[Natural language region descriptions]
BEGIN

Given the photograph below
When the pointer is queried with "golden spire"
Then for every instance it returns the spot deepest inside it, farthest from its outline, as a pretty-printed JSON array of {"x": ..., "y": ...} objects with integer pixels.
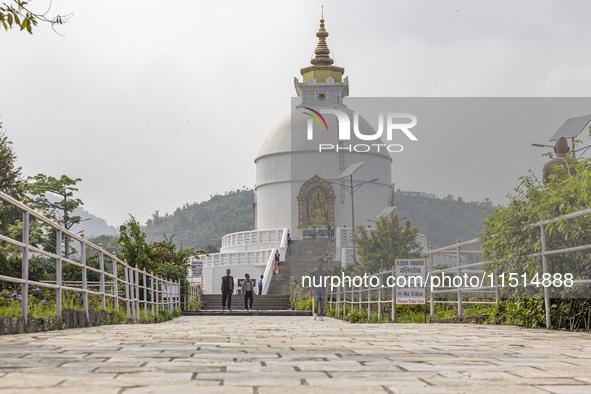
[
  {"x": 322, "y": 52},
  {"x": 322, "y": 67}
]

END

● WHAT THIS TASK INVOLVES:
Which lines run from the one holding "Then for every" through the end of the records? Reproduce them word for word, both ends included, with no pictures.

● OUTPUT OF THE TASK:
Then for every instance it returns the spot deepest inside it, farthest from its outline, as a pretty-printed JSON array of {"x": ..., "y": ...} objects with integer pixels.
[
  {"x": 322, "y": 52},
  {"x": 322, "y": 67}
]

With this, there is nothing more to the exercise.